DIRECTIONS FOR THIS TASK:
All lines from the one containing "grass and record integer pixel coordinates." through the end of the entries below should appear in the answer exactly, with no others.

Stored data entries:
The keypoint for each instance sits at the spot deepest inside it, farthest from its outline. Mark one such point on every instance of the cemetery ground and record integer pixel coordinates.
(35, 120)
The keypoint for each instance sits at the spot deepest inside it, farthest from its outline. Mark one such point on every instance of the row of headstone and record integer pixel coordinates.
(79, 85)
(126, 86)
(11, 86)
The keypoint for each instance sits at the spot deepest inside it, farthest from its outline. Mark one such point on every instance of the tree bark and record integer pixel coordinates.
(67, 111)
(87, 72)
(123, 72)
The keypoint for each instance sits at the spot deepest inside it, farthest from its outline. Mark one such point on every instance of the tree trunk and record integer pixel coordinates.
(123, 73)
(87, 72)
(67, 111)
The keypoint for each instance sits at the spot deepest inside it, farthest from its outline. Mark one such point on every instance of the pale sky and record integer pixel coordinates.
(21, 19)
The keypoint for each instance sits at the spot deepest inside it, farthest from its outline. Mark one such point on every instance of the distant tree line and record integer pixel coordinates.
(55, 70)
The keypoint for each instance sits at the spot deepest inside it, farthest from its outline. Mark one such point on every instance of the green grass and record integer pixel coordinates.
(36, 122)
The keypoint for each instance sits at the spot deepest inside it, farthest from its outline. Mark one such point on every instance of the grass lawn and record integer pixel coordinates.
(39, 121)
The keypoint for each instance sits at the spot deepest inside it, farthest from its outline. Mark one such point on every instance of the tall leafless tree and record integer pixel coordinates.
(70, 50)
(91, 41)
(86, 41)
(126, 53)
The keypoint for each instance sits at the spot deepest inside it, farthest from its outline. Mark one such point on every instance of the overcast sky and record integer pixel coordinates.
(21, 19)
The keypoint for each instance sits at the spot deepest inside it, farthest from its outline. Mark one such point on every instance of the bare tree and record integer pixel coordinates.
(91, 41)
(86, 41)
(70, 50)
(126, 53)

ANSWER FOR THIS EXERCISE:
The keypoint for each instance sits at the spot deepest inside it, farthest from its outline. Mark one such point on every instance of the green grass and record integer pixel coordinates.
(36, 122)
The keypoint for each instance sits at the spot deepest inside it, farthest from its outline. Mark one such point on every instance of the grass lawn and record integer pixel coordinates.
(39, 121)
The keypoint for each instance sits at the spot deepest inside it, farthest from its outline. Mark one such point on every instance of the tall leafless tree and record integer pixel coordinates.
(70, 50)
(91, 41)
(86, 41)
(126, 53)
The keypoint for each instance sits at the spot deepest inside it, farthest from its outline. Mark one such point on every instance of the overcast sky and record integer pixel coordinates.
(21, 19)
The keypoint for each instance sits at the spot deepest inside it, farthest from its outline. Mark one such point on every instance of the bare tree and record integer pixel coordinates.
(91, 41)
(86, 41)
(70, 50)
(126, 53)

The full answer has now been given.